= Elizabeth Burnett =

Scottish woman (1766–1790)

Elizabeth Burnett (1766 – 17 June 1790) was the younger daughter of the Scottish judge and philosopher James Burnett, Lord Monboddo, and a famous Edinburgh beauty of the late 18th century.

She is remembered as the young woman who is celebrated by the Scottish poet Robert Burns in his "Address to Edinburgh" (1786) and his "Elegy on The Late Miss Burnet of Monboddo" (1791), which Burns wrote after her early death from consumption (tuberculosis) at the age of 24.

The National Gallery of Scotland includes a drawing of Miss Elizabeth Burnett.

==Life==
Burnett was probably born at the family seat of Monboddo House in Kincardineshire. Her mother, also named Elizabeth or Elizabethe (born Farquharson), died soon after giving birth to her.
She is said to have met the poet Burns in the foyer of Edinburgh's Canongate Theatre and to have cemented their relationship at another meeting in Aberdeen. In 1786, Burns wrote in his poem "Address to Edinburgh" that "Dear as th' raptur'd thrill of joy; / Fair B––– strikes th' adoring eye". When the poem was reprinted, Burns added in a footnote: "Fair B. is heavenly Miss Burnet, daughter to Lord Monboddo, at whose house I have had the honour to be more than once. There has not been anything nearly like her in all the combinations of beauty, grace, and goodness the great Creator has formed since Milton's Eve on the first day of her existence."

However, it is said that Elizabeth became seriously ill after learning of the poet's infidelity with another woman (although she must already have been suffering from the then incurable disease tuberculosis). Burns wrote in his "Elegy on The Late Miss Burnet of Monboddo" in 1791:

Life ne'er exulted in so rich a prize,
As Burnet, lovely from her native skies;
Nor envious death so triumph'd in a blow,
As that which laid th' accomplish'd Burnet low.

Thy form and mind, sweet maid, can I forget?
In richest ore the brightest jewel set!
In thee, high Heaven above was truest shown,
As by His noblest work the Godhead best is known.

Elizabeth is buried, along with her father, whom she pre-deceased by almost a decade, in Greyfriars Kirkyard near Edinburgh Castle where they both have unmarked graves in the burial enclosure of Patrick Grant of Elchies.
A portrait engraving of a young woman who is believed to be Elizabeth, dated 1814, is preserved at the Robert Burns Birthplace Museum at Alloway in Ayr. The present clan chief of the Burnetts of Leys, James Burnett of Crathes Castle in Aberdeenshire, believes that there may exist a lost painting of her.

Dataset entries
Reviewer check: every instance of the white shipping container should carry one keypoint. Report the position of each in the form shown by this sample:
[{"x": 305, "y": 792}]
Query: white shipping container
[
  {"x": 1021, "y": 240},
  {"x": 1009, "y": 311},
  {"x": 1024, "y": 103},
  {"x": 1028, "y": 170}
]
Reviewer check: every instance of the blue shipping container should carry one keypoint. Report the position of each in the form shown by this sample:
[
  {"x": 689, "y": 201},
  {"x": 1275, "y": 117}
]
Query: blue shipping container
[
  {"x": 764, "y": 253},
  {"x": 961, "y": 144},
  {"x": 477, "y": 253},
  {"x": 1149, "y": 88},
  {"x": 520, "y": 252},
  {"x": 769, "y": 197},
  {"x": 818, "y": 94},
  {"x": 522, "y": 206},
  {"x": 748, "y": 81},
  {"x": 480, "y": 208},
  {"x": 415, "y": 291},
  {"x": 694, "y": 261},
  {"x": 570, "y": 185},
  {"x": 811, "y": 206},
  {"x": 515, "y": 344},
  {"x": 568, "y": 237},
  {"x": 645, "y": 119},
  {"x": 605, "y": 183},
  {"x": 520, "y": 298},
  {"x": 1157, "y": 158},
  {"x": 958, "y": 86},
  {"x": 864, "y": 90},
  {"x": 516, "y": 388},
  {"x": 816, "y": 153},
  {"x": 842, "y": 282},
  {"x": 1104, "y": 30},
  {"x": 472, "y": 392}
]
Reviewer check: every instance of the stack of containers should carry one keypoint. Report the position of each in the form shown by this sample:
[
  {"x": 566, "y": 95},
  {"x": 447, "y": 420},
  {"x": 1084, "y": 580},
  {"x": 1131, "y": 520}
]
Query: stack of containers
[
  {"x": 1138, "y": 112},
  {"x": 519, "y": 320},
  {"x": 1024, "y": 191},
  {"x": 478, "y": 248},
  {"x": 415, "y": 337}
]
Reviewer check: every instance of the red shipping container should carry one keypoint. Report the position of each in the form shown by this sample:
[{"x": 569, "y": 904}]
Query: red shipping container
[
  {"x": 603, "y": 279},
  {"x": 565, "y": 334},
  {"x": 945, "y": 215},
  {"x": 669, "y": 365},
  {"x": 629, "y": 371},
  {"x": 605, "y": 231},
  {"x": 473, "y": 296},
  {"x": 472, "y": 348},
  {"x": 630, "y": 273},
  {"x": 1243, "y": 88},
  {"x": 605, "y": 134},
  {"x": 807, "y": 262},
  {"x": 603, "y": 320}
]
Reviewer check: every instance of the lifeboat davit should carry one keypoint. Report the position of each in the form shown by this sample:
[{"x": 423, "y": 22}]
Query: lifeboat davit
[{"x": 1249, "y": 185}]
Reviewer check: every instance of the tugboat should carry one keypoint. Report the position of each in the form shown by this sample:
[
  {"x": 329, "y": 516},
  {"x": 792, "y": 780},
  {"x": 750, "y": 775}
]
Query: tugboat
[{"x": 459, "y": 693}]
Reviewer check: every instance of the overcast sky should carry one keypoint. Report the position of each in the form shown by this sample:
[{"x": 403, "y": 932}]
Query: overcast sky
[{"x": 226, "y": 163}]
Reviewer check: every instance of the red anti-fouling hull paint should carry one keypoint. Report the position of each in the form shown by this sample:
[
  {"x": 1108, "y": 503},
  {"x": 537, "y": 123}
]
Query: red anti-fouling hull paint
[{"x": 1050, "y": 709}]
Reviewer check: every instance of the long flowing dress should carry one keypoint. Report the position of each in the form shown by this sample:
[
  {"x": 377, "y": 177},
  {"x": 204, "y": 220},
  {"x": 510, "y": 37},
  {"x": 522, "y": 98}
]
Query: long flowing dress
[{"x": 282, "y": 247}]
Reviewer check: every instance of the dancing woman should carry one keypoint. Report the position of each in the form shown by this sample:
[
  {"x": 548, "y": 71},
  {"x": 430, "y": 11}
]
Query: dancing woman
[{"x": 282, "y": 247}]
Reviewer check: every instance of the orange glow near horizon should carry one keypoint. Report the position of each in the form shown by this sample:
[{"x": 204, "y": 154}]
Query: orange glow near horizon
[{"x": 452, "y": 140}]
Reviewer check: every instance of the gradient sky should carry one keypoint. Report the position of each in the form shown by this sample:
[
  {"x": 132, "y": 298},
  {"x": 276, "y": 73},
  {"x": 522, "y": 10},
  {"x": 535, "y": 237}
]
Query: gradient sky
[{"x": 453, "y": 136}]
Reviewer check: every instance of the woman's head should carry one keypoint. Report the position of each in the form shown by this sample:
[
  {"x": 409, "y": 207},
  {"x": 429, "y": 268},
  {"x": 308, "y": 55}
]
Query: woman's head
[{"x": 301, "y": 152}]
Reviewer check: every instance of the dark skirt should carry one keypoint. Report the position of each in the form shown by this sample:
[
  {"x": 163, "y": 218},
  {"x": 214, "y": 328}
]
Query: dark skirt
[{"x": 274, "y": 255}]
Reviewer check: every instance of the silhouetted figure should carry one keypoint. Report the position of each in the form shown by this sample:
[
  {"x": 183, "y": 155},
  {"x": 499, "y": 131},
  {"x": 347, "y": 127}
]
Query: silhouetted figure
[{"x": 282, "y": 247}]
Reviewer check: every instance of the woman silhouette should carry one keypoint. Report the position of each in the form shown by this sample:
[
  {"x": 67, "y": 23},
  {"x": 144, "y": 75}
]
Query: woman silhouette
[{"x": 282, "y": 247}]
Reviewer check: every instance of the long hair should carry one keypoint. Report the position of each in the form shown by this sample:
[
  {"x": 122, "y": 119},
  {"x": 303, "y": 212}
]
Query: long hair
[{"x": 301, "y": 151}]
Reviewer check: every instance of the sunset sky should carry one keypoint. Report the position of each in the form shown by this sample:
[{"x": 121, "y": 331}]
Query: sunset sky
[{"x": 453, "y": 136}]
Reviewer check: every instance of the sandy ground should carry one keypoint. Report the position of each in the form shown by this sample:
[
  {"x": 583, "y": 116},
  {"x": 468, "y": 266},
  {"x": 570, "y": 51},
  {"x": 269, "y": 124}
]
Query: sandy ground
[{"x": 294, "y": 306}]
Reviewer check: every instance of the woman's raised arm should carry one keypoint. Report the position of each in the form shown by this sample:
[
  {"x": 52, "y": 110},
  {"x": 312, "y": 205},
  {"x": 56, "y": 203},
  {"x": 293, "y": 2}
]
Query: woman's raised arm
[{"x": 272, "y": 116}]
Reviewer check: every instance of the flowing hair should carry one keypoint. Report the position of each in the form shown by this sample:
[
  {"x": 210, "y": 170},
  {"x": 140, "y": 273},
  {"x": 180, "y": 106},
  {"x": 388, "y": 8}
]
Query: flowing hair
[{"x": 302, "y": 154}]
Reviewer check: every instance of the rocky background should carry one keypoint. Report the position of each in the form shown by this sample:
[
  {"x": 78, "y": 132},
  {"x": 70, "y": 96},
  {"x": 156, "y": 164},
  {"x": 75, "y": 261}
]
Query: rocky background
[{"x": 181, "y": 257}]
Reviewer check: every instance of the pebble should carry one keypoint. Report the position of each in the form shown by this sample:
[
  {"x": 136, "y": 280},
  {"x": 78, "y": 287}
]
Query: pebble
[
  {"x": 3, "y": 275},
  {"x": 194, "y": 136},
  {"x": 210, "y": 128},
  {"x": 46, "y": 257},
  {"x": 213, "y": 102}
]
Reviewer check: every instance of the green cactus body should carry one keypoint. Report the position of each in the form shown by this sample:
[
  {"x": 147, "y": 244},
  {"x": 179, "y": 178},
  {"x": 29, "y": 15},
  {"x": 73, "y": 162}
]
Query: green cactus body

● **Your objective**: In the text on Elizabeth Burnett, where is she buried?

● **Answer below**: In Greyfriars Kirkyard near Edinburgh Castle, in an unmarked grave in the burial enclosure of Patrick Grant of Elchies.